D'après l'extrait ci-dessous sur la ville bâtie aux portes de Paris, quelle superficie cette ville pouvait-elle atteindre ?
== Extrait du document ==
Puisqu’on voulait faire grand, les espaces ne manquaient en aucun de ces lieux. Nulle gêne; aucune entrave. Pas de vieilles murailles à démolir, pas même d’arbres à supprimer. Aux portes de Paris, reliée au point choisi par de multiples voies de communications, tramways rapides, chemins de fer, bateaux, une ville de 150 hectares pouvait éclore, sans presque que la cité vivante à côté s’en doutât. A peine, de loin en loin, le hasard d’une promenade, une curiosité exaspérée amenait quelques promeneurs, se risquant à affronter les boues, les fondrières, pour la joie de connaître, avant tous autres, l’ébauche du monstre. En paix, loin des regards indiscrets, à l’abri des palissades et des échafaudages, les bâtisseurs poursuivaient leur œuvre, et, point gênés par la préoccupation du cadre environnant, laissaient aller et s’épancher leur fantaisie. Les palais sortaient du limon, germaient du sol comme une moisson, en hâte, entre deux hivers, se paraient, se doraient pour la fête solennelle. Puis, à l’aurore du jour dit, apparaissait au monde tout un décor miraculeux et inconnu, ombragé de verdures naissantes; et les foules accourues, étonnées et ravies, avaient cette illusion de pénétrer le mystère même de la création, d’assister à la naissance spontanée d’un monde.
===
== Extraits de données ==
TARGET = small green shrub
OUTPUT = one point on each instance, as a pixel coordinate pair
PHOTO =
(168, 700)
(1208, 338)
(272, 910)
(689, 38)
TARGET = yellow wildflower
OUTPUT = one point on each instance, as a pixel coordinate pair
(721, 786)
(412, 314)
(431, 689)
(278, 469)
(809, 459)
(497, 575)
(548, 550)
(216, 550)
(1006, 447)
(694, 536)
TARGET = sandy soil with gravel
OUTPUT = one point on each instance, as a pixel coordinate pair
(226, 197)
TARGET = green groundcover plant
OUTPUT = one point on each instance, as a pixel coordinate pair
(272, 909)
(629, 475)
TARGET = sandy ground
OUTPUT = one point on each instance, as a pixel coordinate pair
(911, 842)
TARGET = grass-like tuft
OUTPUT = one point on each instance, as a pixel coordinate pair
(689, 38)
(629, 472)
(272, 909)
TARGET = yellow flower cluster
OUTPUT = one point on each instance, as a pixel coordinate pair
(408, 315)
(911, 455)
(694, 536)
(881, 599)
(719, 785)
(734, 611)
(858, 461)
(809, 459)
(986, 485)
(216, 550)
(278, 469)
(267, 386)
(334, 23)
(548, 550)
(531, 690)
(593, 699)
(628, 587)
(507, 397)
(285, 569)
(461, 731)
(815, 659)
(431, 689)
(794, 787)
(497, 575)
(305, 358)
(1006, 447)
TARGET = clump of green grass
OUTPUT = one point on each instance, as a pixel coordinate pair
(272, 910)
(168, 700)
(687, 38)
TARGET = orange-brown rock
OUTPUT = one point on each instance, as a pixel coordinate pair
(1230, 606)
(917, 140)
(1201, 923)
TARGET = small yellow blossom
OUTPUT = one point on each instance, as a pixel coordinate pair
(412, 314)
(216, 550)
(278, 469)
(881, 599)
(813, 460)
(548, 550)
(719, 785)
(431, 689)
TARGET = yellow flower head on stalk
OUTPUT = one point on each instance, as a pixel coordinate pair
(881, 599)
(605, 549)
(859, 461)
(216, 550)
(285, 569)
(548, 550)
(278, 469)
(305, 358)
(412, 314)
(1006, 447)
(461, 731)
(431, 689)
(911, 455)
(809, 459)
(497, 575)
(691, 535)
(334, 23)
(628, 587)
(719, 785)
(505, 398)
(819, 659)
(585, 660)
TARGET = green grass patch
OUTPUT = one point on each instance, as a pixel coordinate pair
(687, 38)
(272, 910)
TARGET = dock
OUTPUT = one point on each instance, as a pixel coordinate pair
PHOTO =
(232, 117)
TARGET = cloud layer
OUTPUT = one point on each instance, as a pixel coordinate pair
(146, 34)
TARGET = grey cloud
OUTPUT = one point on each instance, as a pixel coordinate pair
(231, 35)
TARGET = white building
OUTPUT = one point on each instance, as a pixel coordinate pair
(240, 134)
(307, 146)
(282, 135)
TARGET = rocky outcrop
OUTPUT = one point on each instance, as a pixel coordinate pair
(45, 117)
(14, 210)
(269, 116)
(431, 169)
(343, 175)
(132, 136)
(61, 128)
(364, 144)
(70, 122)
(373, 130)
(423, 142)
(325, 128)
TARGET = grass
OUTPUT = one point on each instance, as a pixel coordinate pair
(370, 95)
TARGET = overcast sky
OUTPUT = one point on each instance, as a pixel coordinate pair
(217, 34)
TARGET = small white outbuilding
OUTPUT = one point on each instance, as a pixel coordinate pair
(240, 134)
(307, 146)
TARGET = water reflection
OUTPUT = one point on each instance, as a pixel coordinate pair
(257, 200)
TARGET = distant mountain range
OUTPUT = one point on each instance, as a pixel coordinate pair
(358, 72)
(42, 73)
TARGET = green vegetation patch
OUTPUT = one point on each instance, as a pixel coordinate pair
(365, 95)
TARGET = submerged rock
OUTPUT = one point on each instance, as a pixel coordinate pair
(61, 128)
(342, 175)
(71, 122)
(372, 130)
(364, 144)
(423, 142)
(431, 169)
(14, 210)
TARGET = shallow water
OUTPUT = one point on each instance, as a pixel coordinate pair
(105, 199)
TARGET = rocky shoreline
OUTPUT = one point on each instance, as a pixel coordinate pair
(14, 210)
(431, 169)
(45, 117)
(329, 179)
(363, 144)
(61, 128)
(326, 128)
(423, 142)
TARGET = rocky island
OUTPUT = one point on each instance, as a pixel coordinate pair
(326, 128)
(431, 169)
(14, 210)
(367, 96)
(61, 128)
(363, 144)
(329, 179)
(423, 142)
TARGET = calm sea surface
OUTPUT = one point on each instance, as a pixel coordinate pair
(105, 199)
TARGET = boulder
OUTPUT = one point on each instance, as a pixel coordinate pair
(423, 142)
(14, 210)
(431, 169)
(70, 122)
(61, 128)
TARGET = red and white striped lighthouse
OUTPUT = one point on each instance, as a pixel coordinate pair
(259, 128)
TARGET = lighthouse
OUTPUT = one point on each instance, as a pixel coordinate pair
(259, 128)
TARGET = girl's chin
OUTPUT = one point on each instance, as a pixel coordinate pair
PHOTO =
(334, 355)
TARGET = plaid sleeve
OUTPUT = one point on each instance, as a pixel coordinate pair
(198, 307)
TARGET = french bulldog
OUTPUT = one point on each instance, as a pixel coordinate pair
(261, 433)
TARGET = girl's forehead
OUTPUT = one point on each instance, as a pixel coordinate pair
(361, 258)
===
_Réponse ci-dessous:_
150 hectares.